### GIVEN TASK:
Print only the line with "like [[104, 164]]." and the lines after it, ending with the last line of the material, each exactly as it stands.
•••
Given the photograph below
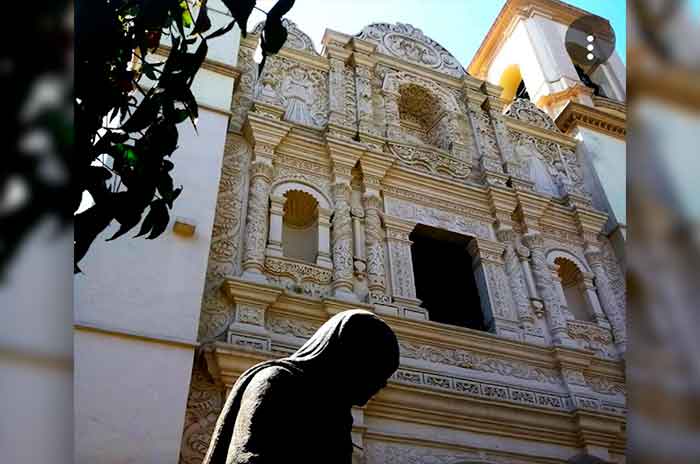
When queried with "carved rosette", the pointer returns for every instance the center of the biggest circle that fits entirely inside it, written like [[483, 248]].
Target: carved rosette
[[375, 249], [607, 297], [546, 289], [342, 240], [256, 222]]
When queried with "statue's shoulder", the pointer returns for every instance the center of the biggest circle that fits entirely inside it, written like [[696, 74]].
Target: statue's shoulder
[[272, 379]]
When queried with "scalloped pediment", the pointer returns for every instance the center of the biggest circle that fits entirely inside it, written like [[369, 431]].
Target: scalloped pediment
[[296, 38], [408, 43], [528, 112]]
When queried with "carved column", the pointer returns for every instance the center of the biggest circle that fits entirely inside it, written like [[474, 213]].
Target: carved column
[[256, 220], [374, 241], [494, 292], [403, 284], [363, 88], [516, 280], [323, 258], [608, 301], [336, 85], [546, 290], [274, 240], [342, 242]]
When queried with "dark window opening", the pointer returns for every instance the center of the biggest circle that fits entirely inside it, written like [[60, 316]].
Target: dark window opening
[[588, 82], [522, 91], [444, 277]]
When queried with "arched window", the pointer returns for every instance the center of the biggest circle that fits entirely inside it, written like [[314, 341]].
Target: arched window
[[422, 118], [300, 226], [572, 284]]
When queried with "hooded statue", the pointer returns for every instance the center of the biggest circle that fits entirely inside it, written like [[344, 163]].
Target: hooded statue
[[298, 409]]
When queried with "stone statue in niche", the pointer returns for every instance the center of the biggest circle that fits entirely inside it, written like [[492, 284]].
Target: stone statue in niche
[[298, 408], [296, 94], [537, 170]]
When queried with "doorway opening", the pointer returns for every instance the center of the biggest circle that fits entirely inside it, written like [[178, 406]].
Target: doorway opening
[[444, 277]]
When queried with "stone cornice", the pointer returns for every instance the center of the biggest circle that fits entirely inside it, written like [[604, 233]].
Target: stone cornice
[[513, 11], [576, 114], [535, 131]]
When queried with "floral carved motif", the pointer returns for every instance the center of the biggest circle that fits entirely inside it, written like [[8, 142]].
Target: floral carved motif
[[301, 91], [409, 43], [470, 360], [293, 327], [432, 161], [299, 271], [437, 218], [296, 38], [225, 251], [524, 110], [203, 406]]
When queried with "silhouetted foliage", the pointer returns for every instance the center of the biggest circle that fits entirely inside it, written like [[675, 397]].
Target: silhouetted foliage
[[127, 130]]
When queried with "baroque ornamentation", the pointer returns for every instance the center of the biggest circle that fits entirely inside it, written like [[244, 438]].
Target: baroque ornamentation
[[432, 160], [409, 43], [203, 406], [292, 327], [475, 361], [225, 251], [302, 91], [437, 218], [296, 38], [524, 110]]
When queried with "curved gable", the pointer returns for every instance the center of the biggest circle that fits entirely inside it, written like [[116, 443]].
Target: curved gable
[[408, 43]]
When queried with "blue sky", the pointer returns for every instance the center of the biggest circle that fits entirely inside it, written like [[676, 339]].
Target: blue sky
[[458, 25]]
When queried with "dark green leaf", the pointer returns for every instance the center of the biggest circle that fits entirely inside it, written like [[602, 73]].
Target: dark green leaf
[[240, 10], [144, 115], [221, 31], [203, 23]]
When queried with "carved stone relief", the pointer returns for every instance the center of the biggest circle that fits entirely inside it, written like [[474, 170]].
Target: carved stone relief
[[406, 42], [524, 110], [302, 91], [203, 406], [432, 161], [225, 253], [437, 218], [296, 38]]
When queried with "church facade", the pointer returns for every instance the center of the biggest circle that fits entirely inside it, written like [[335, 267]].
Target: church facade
[[380, 174]]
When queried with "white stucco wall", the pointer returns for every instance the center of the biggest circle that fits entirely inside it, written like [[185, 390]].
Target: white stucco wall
[[129, 406], [604, 161], [137, 305]]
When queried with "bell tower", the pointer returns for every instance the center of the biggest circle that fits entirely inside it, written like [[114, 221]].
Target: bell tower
[[525, 52]]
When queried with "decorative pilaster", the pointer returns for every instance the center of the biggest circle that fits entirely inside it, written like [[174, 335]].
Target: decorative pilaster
[[546, 289], [403, 284], [516, 279], [323, 258], [494, 291], [337, 58], [608, 301], [374, 241], [256, 220], [274, 240], [342, 242]]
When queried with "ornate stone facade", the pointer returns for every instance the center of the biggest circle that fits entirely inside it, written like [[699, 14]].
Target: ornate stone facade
[[387, 132]]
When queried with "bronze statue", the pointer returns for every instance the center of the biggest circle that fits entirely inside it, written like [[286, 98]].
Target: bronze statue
[[297, 409]]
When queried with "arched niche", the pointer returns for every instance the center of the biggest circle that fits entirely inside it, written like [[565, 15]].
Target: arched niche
[[299, 223], [421, 112], [510, 80]]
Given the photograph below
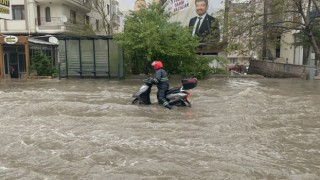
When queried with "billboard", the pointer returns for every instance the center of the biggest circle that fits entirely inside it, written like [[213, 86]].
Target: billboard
[[184, 10], [199, 15], [5, 9]]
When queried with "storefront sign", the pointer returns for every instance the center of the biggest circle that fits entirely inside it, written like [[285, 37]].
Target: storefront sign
[[5, 9], [10, 39]]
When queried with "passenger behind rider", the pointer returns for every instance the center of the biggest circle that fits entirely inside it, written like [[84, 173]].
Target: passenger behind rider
[[161, 79]]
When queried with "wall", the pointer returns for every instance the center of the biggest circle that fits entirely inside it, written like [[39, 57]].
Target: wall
[[280, 70]]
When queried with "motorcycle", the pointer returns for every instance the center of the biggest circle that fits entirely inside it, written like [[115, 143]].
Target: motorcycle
[[177, 96]]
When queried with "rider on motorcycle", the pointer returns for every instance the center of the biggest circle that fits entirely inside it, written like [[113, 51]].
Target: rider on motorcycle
[[161, 79]]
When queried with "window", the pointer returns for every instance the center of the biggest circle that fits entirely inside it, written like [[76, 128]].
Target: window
[[97, 24], [86, 19], [17, 12], [48, 14], [73, 17]]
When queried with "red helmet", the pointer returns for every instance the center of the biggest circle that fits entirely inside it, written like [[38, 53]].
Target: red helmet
[[157, 65]]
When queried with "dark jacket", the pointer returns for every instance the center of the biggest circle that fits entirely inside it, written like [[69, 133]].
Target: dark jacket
[[209, 26], [161, 78]]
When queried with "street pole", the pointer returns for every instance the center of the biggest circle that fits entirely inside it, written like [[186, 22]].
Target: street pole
[[226, 23], [265, 20]]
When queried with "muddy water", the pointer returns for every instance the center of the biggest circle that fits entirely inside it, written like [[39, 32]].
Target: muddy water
[[87, 129]]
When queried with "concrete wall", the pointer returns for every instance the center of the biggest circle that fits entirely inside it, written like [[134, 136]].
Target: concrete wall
[[280, 70]]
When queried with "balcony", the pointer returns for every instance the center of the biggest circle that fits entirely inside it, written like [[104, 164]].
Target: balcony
[[57, 26], [84, 5]]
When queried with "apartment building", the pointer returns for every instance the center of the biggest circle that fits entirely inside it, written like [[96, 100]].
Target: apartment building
[[35, 23], [275, 45]]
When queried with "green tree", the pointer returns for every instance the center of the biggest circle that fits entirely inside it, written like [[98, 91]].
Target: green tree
[[148, 35]]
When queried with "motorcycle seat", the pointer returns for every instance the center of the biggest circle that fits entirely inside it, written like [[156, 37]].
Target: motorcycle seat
[[173, 90]]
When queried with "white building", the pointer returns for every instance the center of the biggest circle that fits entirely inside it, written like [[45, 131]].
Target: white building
[[46, 17], [32, 19]]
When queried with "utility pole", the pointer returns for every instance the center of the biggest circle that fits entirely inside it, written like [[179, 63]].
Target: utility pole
[[226, 22], [264, 38]]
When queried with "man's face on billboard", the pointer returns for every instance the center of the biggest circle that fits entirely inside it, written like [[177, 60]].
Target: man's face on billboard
[[201, 8]]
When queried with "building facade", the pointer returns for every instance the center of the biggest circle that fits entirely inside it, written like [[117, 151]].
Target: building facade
[[35, 23]]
•••
### FULL SOLUTION:
When queried with "balcony", the pointer returns for every instance the center of the biggest circle that fits entirely inside it, written like [[104, 164]].
Target: balcony
[[57, 26], [84, 5]]
When queried with "apartment building", the pointer returns for every instance the center of the biggest circle that fits entirely inside it, written like [[96, 100]].
Target: apartment building
[[35, 23], [275, 45]]
When queried with "green tree", the pointer returns for every instance the center of the biggest circle that fits entirely inside it, written like [[98, 91]].
Target: green tree
[[148, 35]]
When queried with "motorcycle seat", the pointer returns for every instance the center of the biggest circle that fits entirely inside it, written like [[156, 37]].
Target: motorcycle seat
[[173, 90]]
When queried with "white building", the pointer returns for every instance the center of the biggest circle that fits entirely inside it, written like [[45, 131]].
Target: white building
[[46, 17], [32, 19]]
When queried with "utility pole", the pointer returns for every instance the center of the biggest circle that fits entirely inside it, written like [[179, 63]].
Target: utility pole
[[226, 22], [264, 38]]
When queried with "man's face on billboard", the pointer returns for every instance the center of the biggest circle that fits entirely inside it, written like [[177, 60]].
Target: man's face on billboard
[[201, 8]]
When queried with "building facade", the pointer returns for every instance the center of the biggest circle that fits entirely inside it, written like [[117, 151]].
Target: building facade
[[35, 23]]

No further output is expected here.